[Available data]
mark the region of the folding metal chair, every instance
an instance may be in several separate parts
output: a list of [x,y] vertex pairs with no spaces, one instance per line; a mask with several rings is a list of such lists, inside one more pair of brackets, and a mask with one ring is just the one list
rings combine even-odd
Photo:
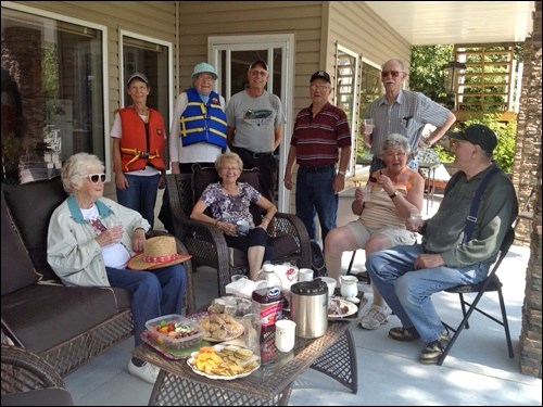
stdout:
[[[510,341],[509,325],[507,323],[507,314],[505,313],[505,302],[504,302],[504,296],[502,293],[502,285],[503,284],[500,281],[498,277],[496,276],[496,271],[500,268],[502,260],[507,255],[507,252],[509,251],[509,247],[512,246],[514,240],[515,240],[515,229],[512,227],[512,228],[509,228],[509,230],[505,234],[505,238],[502,242],[502,245],[500,246],[500,255],[498,255],[496,262],[493,264],[489,276],[483,281],[481,281],[478,284],[473,284],[473,285],[457,285],[457,287],[453,287],[451,289],[445,290],[449,293],[456,293],[459,295],[462,313],[464,315],[464,318],[456,329],[454,329],[451,326],[443,322],[443,325],[450,331],[454,332],[454,334],[451,338],[451,341],[449,342],[447,346],[445,347],[443,355],[441,355],[440,359],[438,360],[439,366],[441,366],[443,364],[443,360],[445,360],[445,357],[451,352],[451,348],[453,347],[454,343],[458,339],[458,335],[460,334],[462,330],[464,328],[469,329],[468,319],[475,310],[477,310],[478,313],[484,315],[485,317],[492,319],[494,322],[500,323],[502,327],[504,327],[505,339],[507,341],[507,347],[509,351],[509,357],[513,358],[515,356],[513,353],[513,344]],[[491,291],[497,291],[497,295],[500,297],[500,308],[502,310],[502,319],[498,319],[498,318],[485,313],[484,310],[482,310],[478,307],[479,301],[481,300],[483,294],[487,292],[491,292]],[[464,294],[467,294],[467,293],[477,293],[472,303],[467,302],[466,298],[464,297]],[[466,307],[468,307],[467,310],[466,310]]]

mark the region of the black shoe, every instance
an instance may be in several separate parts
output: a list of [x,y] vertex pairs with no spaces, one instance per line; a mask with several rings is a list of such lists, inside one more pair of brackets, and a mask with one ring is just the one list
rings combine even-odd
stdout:
[[418,334],[415,327],[411,328],[397,327],[397,328],[392,328],[389,331],[389,338],[393,339],[394,341],[411,342],[418,340],[420,335]]
[[432,341],[422,349],[418,360],[425,365],[437,365],[439,358],[444,352],[445,346],[441,343],[441,341]]
[[437,365],[439,358],[445,352],[445,347],[449,345],[449,330],[445,330],[440,335],[439,340],[432,341],[426,345],[426,347],[420,352],[418,359],[425,365]]

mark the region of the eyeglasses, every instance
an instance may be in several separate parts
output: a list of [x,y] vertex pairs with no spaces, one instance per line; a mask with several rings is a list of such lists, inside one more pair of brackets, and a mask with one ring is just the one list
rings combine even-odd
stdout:
[[92,183],[105,182],[105,174],[89,174],[89,181]]
[[198,75],[197,79],[201,80],[201,81],[210,81],[210,82],[213,81],[213,80],[215,80],[213,78],[213,76],[211,76],[211,75]]
[[407,154],[405,154],[405,153],[386,153],[384,154],[384,156],[388,158],[394,158],[394,157],[403,158]]
[[403,74],[400,71],[381,71],[381,78],[386,78],[389,75],[392,75],[393,78],[397,78],[397,75]]
[[324,86],[324,85],[321,85],[321,86],[311,85],[310,88],[312,88],[313,90],[328,90],[328,89],[330,89],[329,86]]

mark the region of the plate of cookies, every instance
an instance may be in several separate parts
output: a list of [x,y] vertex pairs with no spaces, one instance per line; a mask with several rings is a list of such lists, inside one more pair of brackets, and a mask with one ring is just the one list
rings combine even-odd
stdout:
[[209,342],[231,341],[243,334],[243,325],[229,314],[210,314],[197,322],[204,329],[203,339]]
[[258,369],[261,357],[247,347],[217,344],[193,352],[187,364],[197,374],[210,379],[233,380]]

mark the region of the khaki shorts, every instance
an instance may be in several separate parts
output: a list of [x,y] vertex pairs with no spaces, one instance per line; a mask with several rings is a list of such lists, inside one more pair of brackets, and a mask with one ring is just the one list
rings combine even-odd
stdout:
[[407,229],[399,228],[397,226],[386,226],[383,228],[369,228],[365,226],[361,220],[353,220],[346,225],[349,229],[353,232],[356,243],[359,247],[366,246],[366,242],[374,234],[383,234],[389,238],[391,242],[391,247],[399,244],[413,244],[417,240],[414,232]]

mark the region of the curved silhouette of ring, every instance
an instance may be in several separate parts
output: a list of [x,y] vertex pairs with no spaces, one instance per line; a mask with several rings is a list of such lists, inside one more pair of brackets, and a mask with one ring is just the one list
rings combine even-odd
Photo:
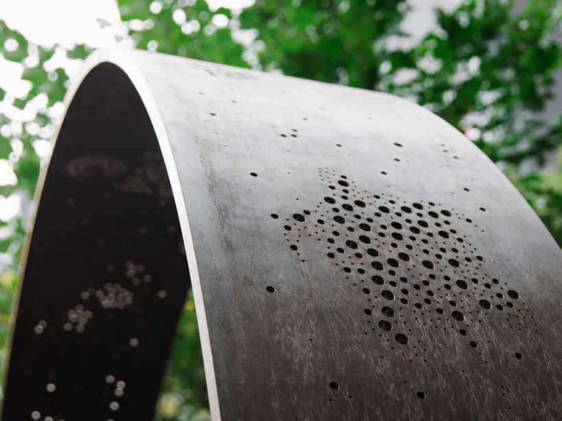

[Request] Count the lines of the listing above that contain the string "region", and reply with only that number.

[Exercise answer] 6